Set problem »
Gather every line of the material below that contains the string "necklace", copying each one in full.

[Location labeling records]

##############################

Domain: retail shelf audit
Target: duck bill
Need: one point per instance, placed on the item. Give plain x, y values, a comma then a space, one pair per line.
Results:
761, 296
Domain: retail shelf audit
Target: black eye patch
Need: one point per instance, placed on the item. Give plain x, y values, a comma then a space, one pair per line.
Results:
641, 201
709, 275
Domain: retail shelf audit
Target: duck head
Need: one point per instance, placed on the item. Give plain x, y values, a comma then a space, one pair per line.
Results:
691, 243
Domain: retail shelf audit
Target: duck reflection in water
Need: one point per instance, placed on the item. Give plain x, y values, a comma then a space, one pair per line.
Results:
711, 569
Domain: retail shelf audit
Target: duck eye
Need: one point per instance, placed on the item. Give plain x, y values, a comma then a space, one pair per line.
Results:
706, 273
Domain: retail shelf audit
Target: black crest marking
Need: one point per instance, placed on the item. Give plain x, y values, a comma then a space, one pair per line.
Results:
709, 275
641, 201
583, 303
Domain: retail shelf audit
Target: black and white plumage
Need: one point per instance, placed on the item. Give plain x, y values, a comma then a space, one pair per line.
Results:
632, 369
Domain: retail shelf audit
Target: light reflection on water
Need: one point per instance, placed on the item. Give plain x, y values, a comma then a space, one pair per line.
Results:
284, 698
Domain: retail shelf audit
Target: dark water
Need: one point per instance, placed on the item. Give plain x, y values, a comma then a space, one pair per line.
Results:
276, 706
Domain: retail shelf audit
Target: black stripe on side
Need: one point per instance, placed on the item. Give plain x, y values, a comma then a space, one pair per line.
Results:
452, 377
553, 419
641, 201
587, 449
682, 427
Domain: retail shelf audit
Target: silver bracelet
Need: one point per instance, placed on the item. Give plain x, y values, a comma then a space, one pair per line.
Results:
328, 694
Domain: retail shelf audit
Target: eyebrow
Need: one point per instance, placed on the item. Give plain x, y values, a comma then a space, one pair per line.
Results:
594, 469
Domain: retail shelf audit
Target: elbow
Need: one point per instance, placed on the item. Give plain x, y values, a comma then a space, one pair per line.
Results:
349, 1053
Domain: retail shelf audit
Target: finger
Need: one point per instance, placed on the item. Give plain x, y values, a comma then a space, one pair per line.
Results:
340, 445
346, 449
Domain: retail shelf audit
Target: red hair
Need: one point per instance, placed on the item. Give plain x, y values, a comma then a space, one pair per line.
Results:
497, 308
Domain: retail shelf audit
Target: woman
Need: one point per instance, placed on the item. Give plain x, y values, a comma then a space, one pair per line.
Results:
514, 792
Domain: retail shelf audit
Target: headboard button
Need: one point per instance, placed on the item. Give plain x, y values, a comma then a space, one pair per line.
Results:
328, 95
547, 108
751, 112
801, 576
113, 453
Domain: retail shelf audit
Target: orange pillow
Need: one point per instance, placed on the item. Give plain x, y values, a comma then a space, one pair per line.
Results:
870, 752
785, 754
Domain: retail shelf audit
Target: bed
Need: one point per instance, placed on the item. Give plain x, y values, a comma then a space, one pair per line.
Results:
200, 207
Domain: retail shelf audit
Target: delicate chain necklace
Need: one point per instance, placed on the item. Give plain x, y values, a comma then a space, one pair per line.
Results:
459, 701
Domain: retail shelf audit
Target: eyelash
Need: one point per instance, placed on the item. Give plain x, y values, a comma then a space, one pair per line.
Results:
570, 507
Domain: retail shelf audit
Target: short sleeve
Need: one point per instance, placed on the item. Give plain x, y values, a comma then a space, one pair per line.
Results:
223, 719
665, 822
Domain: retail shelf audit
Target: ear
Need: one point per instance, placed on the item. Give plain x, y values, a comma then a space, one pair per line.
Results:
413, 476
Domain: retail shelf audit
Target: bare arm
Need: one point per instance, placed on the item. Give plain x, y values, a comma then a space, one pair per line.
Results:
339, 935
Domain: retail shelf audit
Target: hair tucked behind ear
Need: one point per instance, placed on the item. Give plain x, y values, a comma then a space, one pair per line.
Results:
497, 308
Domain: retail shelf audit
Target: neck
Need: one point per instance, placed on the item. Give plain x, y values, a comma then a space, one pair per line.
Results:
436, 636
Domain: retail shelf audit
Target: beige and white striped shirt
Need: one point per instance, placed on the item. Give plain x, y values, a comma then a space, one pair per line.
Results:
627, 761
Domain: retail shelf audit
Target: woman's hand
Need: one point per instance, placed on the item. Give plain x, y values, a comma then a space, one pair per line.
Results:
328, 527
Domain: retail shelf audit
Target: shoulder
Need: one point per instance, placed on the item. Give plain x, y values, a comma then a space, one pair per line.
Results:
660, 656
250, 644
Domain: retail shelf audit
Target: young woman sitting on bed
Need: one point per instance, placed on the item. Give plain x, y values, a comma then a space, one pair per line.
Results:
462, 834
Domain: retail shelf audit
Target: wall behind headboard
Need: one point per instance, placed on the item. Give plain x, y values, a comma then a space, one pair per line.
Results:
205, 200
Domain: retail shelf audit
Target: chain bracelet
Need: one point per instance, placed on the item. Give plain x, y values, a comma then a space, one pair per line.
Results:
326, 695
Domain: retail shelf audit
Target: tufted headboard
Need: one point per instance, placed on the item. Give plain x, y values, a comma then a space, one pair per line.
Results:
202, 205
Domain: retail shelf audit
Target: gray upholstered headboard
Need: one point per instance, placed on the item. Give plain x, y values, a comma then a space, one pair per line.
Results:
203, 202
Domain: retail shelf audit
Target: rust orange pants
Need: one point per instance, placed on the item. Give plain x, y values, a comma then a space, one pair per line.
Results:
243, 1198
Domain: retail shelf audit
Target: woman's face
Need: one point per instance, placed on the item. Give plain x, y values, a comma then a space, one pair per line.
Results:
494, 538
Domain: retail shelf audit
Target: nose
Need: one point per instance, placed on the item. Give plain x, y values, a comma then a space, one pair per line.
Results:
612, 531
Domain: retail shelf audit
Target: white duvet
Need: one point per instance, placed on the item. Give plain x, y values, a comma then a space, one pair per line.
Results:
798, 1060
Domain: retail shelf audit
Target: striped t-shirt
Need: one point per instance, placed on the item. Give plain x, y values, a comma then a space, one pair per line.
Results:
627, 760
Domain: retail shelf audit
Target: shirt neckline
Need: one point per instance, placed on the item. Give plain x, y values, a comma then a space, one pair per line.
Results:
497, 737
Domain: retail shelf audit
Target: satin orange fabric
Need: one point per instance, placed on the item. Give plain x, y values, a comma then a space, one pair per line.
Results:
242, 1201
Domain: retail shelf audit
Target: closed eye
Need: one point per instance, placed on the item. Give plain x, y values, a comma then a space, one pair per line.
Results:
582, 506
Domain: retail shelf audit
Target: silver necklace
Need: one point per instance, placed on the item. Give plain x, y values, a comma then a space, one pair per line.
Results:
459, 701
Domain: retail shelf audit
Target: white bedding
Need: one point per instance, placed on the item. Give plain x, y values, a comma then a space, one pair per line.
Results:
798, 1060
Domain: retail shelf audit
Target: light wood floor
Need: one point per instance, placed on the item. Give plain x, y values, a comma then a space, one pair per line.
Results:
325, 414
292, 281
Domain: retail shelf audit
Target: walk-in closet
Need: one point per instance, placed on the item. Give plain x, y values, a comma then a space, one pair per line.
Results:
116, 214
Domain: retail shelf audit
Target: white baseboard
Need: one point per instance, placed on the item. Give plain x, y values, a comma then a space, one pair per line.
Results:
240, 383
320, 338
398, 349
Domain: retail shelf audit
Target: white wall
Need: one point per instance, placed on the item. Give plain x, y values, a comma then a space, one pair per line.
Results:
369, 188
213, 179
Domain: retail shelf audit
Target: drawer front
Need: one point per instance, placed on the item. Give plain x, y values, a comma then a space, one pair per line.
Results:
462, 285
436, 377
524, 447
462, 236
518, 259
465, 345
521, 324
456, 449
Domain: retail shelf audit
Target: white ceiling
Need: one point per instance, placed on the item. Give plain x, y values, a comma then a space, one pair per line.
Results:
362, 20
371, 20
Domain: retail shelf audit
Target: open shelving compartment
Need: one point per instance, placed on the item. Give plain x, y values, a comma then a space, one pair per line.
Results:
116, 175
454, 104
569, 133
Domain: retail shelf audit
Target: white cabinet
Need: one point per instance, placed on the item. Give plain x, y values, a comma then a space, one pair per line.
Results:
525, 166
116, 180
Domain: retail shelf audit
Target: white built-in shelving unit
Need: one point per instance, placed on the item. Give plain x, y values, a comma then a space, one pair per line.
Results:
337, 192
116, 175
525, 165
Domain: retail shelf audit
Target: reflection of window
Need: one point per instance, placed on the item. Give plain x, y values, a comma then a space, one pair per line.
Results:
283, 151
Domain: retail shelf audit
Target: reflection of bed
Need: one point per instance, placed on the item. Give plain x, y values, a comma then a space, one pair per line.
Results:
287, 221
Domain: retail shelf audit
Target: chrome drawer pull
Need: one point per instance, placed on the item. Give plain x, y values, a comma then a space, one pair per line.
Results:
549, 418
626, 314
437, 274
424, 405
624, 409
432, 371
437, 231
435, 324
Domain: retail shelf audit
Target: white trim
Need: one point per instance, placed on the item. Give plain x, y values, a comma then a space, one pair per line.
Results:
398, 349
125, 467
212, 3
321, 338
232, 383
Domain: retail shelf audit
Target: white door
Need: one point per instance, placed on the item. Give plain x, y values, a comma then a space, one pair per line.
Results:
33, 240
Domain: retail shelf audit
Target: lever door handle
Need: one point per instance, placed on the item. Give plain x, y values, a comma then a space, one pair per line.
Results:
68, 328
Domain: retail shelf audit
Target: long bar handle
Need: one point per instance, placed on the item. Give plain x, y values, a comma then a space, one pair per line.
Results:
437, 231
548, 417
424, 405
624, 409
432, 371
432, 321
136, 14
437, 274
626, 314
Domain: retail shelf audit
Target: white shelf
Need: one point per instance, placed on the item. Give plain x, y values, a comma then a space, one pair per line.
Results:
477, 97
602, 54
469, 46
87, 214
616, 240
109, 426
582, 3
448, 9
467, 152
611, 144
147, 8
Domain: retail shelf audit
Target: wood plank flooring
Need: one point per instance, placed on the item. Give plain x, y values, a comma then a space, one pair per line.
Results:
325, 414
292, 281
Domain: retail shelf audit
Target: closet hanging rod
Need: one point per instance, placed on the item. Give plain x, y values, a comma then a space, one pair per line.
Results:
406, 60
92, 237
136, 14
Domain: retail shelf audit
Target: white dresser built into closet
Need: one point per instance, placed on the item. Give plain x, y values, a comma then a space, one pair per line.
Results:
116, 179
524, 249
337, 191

##############################

Written response »
Target: delicate chain necklace
Target: silver necklace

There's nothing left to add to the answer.